▶ _PASSAGE TO READ_
┌──

Due to the Chinese onslaught, supply depots were either evacuated, captured or had to be destroyed; hundreds of tons of valuable materiel were lost. Once again, the port of Pusan was the primary resupply center. Many of the air bases built by the U.S. were captured; land-based combat aircraft were withdrawn to bases in Japan. As had been the case during the first months of the war, this meant long flights to the combat zone (which significantly reduced bomb loads and time in the target areas). However, the situation never reached the desperate levels of July and August.
The logistics of war
Less than a week after the invasion by North Korea, the US Far East Command directed the Eighth United States Army on July 1, 1950, to assume responsibility for all logistical support of the United Nations Command (UNC) in Korea. This included the armed forces of the ROK, U.S. Army and British Army forces operating in Korea, as well as support for the ships of Australia, Canada, the Netherlands and New Zealand that were also contributing to the effort.
When the Eighth Army became operational in Korea, this logistical function was assumed by rear elements that remained in Yokohama, Japan. The Eighth Army’s dual role – combat in Korea and logistical support for all troops fighting there – lasted until August 25. Then the Far East Command activated the Japan Logistical Command, which assumed the logistical duties previously held by the Eighth Army.
Supplies needed to support the American and South Korean armies came through the United States and Japan. Whatever could be used from stocks in Japan or procured from Japanese manufacturers was obtained there.

└──

▶ _DATA SECTION_
┌──

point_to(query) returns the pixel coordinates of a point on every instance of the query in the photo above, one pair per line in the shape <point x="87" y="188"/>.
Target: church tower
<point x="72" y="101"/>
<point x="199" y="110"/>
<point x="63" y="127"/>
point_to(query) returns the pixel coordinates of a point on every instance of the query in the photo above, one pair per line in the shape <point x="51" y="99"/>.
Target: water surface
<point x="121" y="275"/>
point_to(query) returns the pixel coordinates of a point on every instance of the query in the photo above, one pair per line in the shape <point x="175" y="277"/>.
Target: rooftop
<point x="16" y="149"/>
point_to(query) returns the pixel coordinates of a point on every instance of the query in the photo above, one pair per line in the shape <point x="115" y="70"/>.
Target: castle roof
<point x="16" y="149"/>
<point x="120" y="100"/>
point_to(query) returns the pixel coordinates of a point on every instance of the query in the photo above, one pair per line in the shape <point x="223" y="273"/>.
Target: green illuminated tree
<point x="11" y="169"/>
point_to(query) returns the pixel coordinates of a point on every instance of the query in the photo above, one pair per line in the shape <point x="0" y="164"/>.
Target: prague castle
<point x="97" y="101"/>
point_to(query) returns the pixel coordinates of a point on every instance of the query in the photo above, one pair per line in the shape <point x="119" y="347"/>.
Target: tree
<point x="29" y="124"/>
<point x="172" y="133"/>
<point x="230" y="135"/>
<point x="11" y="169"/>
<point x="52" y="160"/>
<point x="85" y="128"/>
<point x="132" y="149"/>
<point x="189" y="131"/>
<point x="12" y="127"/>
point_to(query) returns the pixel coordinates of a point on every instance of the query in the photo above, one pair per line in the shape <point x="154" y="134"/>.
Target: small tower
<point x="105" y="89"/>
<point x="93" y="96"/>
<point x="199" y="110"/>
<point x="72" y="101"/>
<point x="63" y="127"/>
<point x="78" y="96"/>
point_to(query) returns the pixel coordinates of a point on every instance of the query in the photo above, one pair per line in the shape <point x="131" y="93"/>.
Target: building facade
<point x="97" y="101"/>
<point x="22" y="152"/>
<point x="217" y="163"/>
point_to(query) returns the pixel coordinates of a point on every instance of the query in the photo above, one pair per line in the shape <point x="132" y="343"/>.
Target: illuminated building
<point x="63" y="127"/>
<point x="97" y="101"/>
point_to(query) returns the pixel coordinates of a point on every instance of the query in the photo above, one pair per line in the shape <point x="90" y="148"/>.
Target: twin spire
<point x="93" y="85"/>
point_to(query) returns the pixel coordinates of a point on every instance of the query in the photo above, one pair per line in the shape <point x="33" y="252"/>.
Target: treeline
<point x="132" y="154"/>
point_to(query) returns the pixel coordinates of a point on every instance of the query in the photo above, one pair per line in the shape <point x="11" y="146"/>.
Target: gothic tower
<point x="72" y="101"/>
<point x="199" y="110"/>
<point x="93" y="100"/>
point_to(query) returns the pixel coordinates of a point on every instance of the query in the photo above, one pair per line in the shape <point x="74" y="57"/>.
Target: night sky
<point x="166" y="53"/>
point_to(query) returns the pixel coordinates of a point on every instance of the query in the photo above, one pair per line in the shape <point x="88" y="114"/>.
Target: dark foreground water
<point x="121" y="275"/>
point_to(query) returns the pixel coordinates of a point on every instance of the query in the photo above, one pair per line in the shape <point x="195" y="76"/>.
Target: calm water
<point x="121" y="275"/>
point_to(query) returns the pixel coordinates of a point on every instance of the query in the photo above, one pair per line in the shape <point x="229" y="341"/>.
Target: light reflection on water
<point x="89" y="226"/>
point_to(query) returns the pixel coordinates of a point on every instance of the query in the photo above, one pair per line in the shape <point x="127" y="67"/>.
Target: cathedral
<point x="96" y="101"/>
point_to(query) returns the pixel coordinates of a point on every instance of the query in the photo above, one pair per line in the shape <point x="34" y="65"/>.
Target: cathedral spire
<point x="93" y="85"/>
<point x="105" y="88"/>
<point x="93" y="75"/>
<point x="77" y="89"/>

└──

▶ _WORK REQUEST_
Carry the passage on Korean War logistics forward from its last sentence. The items have no connection to the passage on Korean War logistics.

▶ _OUTPUT OF THE EXERCISE_
The equipment and ordnance supplies available to the U.S. forces in Korea in the first months of the war was due largely to the Far East Command’s “roll-up” plan, which had been in effect since 1948. The plan ordered the reclamation of ordnance and other viable supplies left over from World War II from the U.S. Pacific island outposts.
Unloading tanks at the Port of Pusan in 1950. (Photo: U.S. Army)
During the first two weeks of the war, the ROK Army lost almost all of its equipment. Re-equipping the ROK Army was a major logistical problem in July 1950. In August, the U.S. contracted Japanese manufacturers to produce thousands of vehicles for the ROK (mostly cargo and dump trucks); first deliveries were made in September. However, a much larger challenge faced by UNC was a shortage of ammunition. When the war began and until the Pusan Perimeter engagements, the UNC’s forces had to rely mainly upon the U.S. stock of surplus ammunition from World War II. However, much of this malfunctioned or no longer worked (up to 60% did not work); therefore, ammunition was frequently in short supply. In particular, high explosive anti-tank ammunition was particularly scarce; this changed as U.S. and Japanese manufacturers increased production as part of “Operation Rebuild.” By the end of 1950 this operation had expanded to employ nearly 20,000 people at eight Japanese manufacturers. However, ammunition remained in short supply for much of the war.
A lack of armored vehicles was also a serious issue that confronted the UNC. In order to meet the demand, a variety of old armored platforms were hastily rebuilt and modified for shipment into the Pusan Perimeter. Sherman medium tanks and half-tracks from World War II were pulled from stocks and rebuilt for use in Korea. During the first weeks the Chaffee light tank was the primary armored vehicle used by the Americans because it was the model most readily available and most combat-ready; however, it performed poorly against heavier North Korean tanks.
All U.S. weapons used during the first months of the war had been used in World War II; most were in poor condition. During August, six tank battalions (about 415 tanks) arrived at Pusan. By the end of August there were more than 500 UN tanks assembled there.
A key issue that strained the UN logistics system was that there was no previously drafted resupply plan. Supply consumption rates differed among various units; due to a lack of coordination, some UN units faced supply shortages while others would request more material than they actually needed.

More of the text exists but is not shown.